| Your assignment |
Could you reproduce every record below exactly as it stands?

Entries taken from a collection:
- - - -
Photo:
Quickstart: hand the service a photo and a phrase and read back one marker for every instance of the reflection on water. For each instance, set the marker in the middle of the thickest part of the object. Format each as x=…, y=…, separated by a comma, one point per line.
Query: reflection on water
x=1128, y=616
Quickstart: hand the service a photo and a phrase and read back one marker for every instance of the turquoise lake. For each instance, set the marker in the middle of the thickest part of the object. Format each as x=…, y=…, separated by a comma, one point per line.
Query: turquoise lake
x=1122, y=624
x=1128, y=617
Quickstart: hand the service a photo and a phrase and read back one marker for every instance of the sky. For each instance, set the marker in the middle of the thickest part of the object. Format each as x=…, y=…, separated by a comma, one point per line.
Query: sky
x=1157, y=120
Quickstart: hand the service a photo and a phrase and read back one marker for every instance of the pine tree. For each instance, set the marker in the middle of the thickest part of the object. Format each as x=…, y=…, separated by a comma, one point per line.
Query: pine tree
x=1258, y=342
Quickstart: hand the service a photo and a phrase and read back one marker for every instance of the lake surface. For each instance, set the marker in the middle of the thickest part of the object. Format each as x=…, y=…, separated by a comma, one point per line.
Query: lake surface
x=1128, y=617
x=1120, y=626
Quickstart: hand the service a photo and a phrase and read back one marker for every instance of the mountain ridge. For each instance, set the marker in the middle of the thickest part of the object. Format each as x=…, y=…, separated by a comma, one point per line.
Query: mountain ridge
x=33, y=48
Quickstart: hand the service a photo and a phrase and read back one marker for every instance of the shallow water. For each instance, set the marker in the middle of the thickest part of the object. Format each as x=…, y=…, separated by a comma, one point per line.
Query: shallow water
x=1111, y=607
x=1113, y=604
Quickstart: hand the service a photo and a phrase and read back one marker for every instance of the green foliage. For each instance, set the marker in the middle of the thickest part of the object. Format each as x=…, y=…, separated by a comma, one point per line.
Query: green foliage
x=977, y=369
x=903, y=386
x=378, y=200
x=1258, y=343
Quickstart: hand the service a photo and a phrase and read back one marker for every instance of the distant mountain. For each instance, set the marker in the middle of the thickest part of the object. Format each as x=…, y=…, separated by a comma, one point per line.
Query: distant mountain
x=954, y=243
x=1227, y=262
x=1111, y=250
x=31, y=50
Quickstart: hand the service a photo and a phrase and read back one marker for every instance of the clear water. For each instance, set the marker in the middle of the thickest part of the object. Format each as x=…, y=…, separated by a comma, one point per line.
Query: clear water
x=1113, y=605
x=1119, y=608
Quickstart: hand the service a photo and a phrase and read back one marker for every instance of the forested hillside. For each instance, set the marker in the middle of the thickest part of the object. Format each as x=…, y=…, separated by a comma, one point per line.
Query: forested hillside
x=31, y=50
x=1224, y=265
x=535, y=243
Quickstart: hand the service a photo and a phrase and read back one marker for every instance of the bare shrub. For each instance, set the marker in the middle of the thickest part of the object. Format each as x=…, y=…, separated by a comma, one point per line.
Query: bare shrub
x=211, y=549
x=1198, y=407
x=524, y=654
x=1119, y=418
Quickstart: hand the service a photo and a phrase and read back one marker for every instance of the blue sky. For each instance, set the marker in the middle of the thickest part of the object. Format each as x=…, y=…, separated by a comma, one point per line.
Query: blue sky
- - - -
| Output of the exercise |
Photo:
Quickstart: hand the service a photo and a phrase and read back one marker for every instance of the reflection on water. For each instance, set the marker in the middle of the thickest part of the object. Format each as x=…, y=…, separated by a comma, one point per line.
Query: reflection on water
x=1128, y=616
Quickstart: hand the service a photo and a phrase and read back one marker for every instance of the turquoise lake. For each instance, set the marker in the middle of the thickest part of the object. Format each as x=…, y=…, separated by a comma, one point per line.
Query: turquoise lake
x=1122, y=624
x=1128, y=617
Quickstart: hand the service a photo and a phrase and read back one marker for every instance of the sky. For each instance, set the marker in the middle of the thickest part of the object. Format each as x=…, y=…, separated by a comma, one point per line.
Query: sky
x=1157, y=120
Quickstart: hand the service a photo and a phrase and read back one marker for every instance of the pine tree. For each instance, set the marker in the middle of the thickest part of the object. Format each as x=…, y=…, separated by a comma, one point per line.
Query: pine tree
x=1258, y=342
Quickstart: hand the service a photo and a phrase and read back one marker for every instance of the lake surface. For each instance, set the marker in the middle of the thickest part of the object. Format each as x=…, y=…, separated by a comma, one point per line.
Query: lake surface
x=1128, y=617
x=1120, y=626
Quickstart: hand the service a photo and a phrase and read back one marker for every instance of the mountain ridge. For each instance, set the marker in the middle of the thickest part of the object. Format each as x=…, y=…, separated by a comma, one point per line.
Query: mountain ridge
x=33, y=48
Quickstart: hand the service a photo and a phrase and read back one marker for every instance of the shallow water. For each instance, set the marker in the middle of the thickest part of the object. Format each as x=…, y=…, separated by a comma, one point per line.
Query: shallow water
x=1111, y=607
x=1113, y=604
Quickstart: hand the service a photo and a phrase and read back one marker for every instance of the green foliage. For each instance, set the marker in the middle of the thickest part of the object. Format each as x=…, y=…, separated by a comma, one point per line.
Query: green foliage
x=977, y=369
x=903, y=386
x=378, y=200
x=1258, y=343
Quickstart: hand the service a photo and a phrase and read back one marker for every instance of the distant mountain. For each instance, set the marker in the middle of the thickest part of the object. Format each as x=…, y=…, separated by a comma, one point per line.
Query: distant mountain
x=954, y=243
x=1227, y=262
x=1111, y=250
x=31, y=50
Quickstart: hand the service a photo and a phrase and read back one marker for every instance of the clear water. For each instance, set the marker in the middle of the thickest part of the object. Format each as x=…, y=…, separated by a comma, one point per line.
Query: clear water
x=1113, y=605
x=1119, y=608
Quickstart: hand the service a photo and a phrase and read back one marker for every instance of the forested hillside. For each instance, set the marker in the middle of the thickest part of the object. Format each as x=…, y=…, separated by a comma, one point per line.
Query: forested hillside
x=31, y=50
x=1224, y=265
x=535, y=243
Quickstart: hand the service a photo and a phrase and read back one marker for every instance of the bare shrub. For each instance, set the marker in the middle of the thickest part of the object. Format each as x=…, y=…, separated by a comma, one point per line.
Query: bare shrub
x=211, y=549
x=1198, y=407
x=524, y=654
x=1119, y=418
Quickstart: hand the service a photo and a phrase and read back one marker for every instance of the blue sky. For each instance, set the marker in the middle of the thickest part of the object. Format each as x=…, y=…, separated by a comma, one point per line.
Query: blue sky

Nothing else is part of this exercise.